#### [Set exercise]
Render the data from the line containing "For each instance of the flower disc" through the end of the data as a two-column CSV with the columns "text" and "answer". Give one row for each text paired with its answer, put each field in quotation marks, and replace any line breaks with spaces.

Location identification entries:
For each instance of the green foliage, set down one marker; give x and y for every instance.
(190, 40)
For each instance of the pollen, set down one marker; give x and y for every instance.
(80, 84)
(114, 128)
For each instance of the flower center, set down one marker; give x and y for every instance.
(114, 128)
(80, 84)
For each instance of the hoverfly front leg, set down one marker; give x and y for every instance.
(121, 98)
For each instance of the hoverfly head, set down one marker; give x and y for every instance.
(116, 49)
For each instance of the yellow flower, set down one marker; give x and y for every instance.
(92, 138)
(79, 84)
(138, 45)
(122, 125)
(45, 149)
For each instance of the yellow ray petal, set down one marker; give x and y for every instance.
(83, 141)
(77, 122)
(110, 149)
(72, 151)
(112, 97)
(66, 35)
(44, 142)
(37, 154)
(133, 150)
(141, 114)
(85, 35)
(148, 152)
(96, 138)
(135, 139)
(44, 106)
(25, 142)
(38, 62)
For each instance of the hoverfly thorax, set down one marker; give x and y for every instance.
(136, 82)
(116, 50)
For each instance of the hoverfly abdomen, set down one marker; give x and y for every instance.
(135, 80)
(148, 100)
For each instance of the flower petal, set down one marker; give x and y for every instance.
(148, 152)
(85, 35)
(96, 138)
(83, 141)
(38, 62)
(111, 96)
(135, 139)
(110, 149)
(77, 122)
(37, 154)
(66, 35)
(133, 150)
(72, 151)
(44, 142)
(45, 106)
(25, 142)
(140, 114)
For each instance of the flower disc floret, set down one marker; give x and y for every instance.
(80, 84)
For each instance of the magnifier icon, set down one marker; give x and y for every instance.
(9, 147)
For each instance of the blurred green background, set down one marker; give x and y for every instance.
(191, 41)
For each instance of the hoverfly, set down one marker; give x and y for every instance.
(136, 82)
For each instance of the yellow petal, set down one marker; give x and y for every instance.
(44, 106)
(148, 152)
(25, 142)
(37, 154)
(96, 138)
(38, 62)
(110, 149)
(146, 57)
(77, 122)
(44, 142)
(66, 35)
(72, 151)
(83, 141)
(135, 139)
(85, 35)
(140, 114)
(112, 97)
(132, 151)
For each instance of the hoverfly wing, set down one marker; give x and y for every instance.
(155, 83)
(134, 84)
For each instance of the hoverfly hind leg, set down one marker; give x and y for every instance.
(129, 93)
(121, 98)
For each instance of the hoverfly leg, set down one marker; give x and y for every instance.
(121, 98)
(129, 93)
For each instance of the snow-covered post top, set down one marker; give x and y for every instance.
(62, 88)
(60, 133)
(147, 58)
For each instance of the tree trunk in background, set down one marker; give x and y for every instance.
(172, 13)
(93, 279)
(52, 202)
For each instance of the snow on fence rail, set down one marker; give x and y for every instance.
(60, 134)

#### [Expected answer]
text,answer
"For each instance of the flower disc floret, set down one marker; give x and y for every instance.","(80, 84)"
"For each instance of the magnifier icon, set down one marker; give x and y for every instance.","(9, 147)"
"For each instance of the blurred green background, set down one marker; give x and y for every instance.","(191, 41)"
"For each instance of the hoverfly, set down one marker; give x and y for every instance.","(136, 82)"
"For each instance of the yellow petal, set down one marker; give x and y for every instance.","(44, 106) (148, 152) (25, 142) (37, 154) (96, 138) (38, 62) (110, 149) (146, 57) (77, 122) (44, 142) (66, 35) (72, 151) (83, 141) (135, 139) (85, 35) (140, 114) (112, 97) (132, 151)"
"For each instance of the hoverfly wing, set down one marker; give x and y for every instance.","(155, 83) (134, 84)"
"For each instance of the hoverfly hind leg, set down one marker; give x and y for every instance.","(129, 93) (121, 98)"
"For each instance of the hoverfly leg, set down one marker; give x and y for every instance.","(121, 98) (129, 93)"
"For each instance of the snow-covered post top, set down one marker; give x and y for every instance.","(62, 88) (60, 133) (147, 58)"
"For each instance of the tree trunk in background, set down one marker; give x and y for every instance.","(172, 13) (93, 279) (52, 202)"
"For each instance of the snow on fence rail, set down one marker; give x and y for every instance.","(60, 134)"